▶ WHAT YOU NEED TO DO
Repeat the material verbatim and drop the pictures.

▶ Rows from a dataset
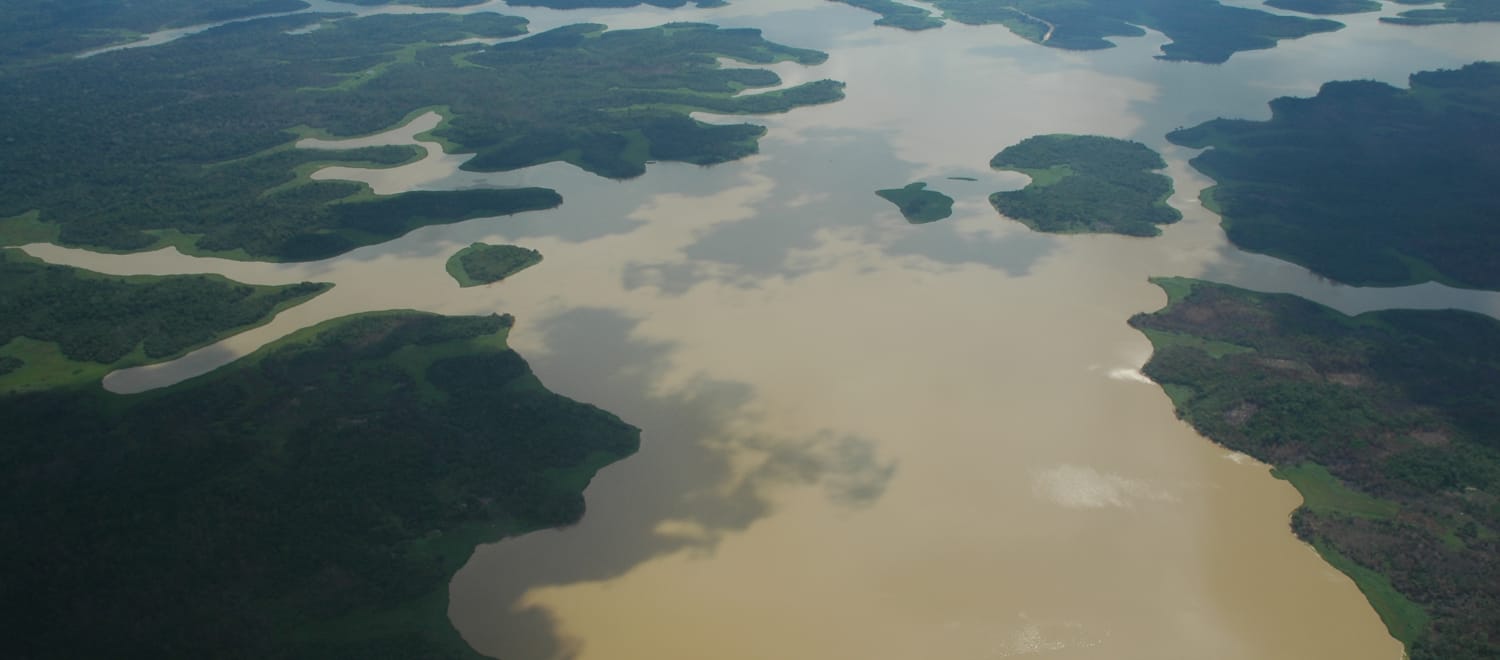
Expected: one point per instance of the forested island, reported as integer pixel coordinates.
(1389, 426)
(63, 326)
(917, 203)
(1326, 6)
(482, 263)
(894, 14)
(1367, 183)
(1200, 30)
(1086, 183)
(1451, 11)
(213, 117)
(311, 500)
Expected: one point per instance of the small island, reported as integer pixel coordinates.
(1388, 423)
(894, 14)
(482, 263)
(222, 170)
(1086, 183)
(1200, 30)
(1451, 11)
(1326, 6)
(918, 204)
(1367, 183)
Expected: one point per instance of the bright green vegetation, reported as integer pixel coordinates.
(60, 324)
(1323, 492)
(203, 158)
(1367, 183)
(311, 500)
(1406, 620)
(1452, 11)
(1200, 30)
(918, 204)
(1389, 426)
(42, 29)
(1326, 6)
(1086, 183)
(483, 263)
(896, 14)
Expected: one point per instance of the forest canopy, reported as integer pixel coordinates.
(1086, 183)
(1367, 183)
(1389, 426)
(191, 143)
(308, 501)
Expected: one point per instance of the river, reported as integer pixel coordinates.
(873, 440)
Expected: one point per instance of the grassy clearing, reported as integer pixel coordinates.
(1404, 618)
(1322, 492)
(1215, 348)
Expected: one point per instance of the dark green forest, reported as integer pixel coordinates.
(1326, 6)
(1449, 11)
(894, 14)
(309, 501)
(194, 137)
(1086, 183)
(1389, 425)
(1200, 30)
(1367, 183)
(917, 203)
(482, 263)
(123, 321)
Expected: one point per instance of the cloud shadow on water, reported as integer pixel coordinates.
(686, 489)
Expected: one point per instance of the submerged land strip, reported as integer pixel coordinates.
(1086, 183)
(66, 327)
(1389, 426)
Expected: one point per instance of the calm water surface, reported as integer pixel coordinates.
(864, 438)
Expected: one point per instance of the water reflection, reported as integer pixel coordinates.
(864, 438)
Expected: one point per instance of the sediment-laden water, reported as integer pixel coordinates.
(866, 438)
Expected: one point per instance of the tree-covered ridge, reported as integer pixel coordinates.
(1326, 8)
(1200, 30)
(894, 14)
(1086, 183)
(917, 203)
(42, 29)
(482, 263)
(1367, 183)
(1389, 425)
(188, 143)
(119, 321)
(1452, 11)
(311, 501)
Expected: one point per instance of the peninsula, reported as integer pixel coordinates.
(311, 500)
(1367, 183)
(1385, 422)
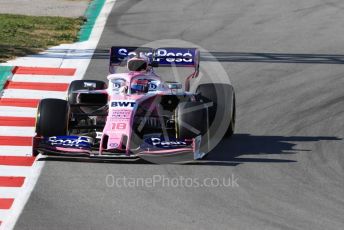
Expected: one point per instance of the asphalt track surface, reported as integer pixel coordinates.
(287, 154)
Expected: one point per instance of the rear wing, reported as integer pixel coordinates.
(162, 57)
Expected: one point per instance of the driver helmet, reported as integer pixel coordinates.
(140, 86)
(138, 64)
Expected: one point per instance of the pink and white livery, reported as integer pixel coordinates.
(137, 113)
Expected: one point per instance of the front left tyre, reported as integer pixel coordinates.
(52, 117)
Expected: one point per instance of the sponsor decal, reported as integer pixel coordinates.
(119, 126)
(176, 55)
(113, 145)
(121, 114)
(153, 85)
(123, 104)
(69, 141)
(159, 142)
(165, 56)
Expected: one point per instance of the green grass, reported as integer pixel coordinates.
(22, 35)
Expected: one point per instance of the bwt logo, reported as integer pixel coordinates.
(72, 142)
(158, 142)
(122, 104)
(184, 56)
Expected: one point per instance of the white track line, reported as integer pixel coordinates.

▶ REPLY
Expected: one point per instance of the forested island, reported as integer pixel coordinates.
(1389, 426)
(63, 326)
(917, 203)
(1326, 6)
(482, 263)
(894, 14)
(1367, 183)
(1200, 30)
(1086, 183)
(1451, 11)
(213, 117)
(311, 500)
Expected: one point per instance of the small island, reported as integer pixel coordinates.
(1388, 423)
(894, 14)
(482, 263)
(222, 170)
(1086, 183)
(1200, 30)
(1451, 11)
(1326, 6)
(918, 204)
(1367, 183)
Expected: one point per instance of the bright green vegetation, reported as integer pixel coordinates.
(60, 324)
(1323, 492)
(203, 158)
(1367, 183)
(311, 500)
(1406, 620)
(1452, 11)
(1200, 30)
(918, 204)
(1389, 426)
(42, 29)
(1326, 6)
(1086, 183)
(483, 263)
(896, 14)
Expected: one point per instance of the forest canopy, reported as integer pixel coordinates.
(1086, 183)
(1367, 183)
(1389, 426)
(191, 143)
(308, 501)
Expected: one point per instance of the river, reported as integer pixel coordinates.
(873, 440)
Expected: one point per instance of the grassy clearing, reported as integer pixel coordinates.
(1404, 618)
(1322, 492)
(1215, 348)
Expected: one point per instance of the dark green forest, reported as integer pixel coordinates.
(1326, 6)
(1449, 11)
(894, 14)
(309, 501)
(194, 137)
(1086, 183)
(1389, 425)
(1200, 30)
(1367, 183)
(917, 203)
(482, 263)
(123, 321)
Expected: one point per instance of the cloud shadow on water, reported as integer pixel coordinates.
(686, 489)
Expected: one point per instance of the submerged land strip, reported as integer pixel coordinates.
(1086, 183)
(66, 327)
(1389, 426)
Expected: one point per instance of the calm water surface, reported as integer pixel coordinates.
(864, 438)
Expected: one point per instance of the water reflection, reported as integer pixel coordinates.
(864, 438)
Expected: one point per instance of the sediment-laden water, reported as integer pixel coordinates.
(866, 438)
Expected: one point per instance of the tree-covered ridge, reported as integer pixel coordinates.
(1326, 8)
(1200, 30)
(894, 14)
(1086, 183)
(917, 203)
(42, 29)
(482, 263)
(1367, 183)
(1389, 425)
(188, 143)
(119, 321)
(1452, 11)
(311, 501)
Expected: one point per instance of the peninsula, reported as integer pixel coordinates.
(311, 500)
(1367, 183)
(1385, 422)
Expected: one point per instance of the asphalt track surface, reported as integer pixel coordinates.
(287, 154)
Expected: one point per instance of the rear wing, reported as integer pixel coordinates.
(162, 57)
Expected: one point per instance of the driver helmet, reported as integer pixel coordinates.
(140, 86)
(138, 64)
Expected: one point per instance of the pink and white livery, reported as integer pixel coordinates.
(137, 113)
Expected: one point per instance of the front left tyre, reported as integer pixel coordinates.
(52, 117)
Expected: one point per instance of the sponsor decal, reported as integer pixel coordinates.
(119, 126)
(176, 55)
(113, 145)
(121, 114)
(153, 85)
(123, 104)
(69, 141)
(159, 142)
(165, 56)
Expected: one point per instance of the green grass, reported as integer pixel coordinates.
(22, 35)
Expected: one point per instance of the bwt logo, reported as integer pixel coordinates.
(72, 142)
(158, 142)
(122, 104)
(184, 56)
Expected: one point per instance of the white track line, reported as integer pixel coordinates.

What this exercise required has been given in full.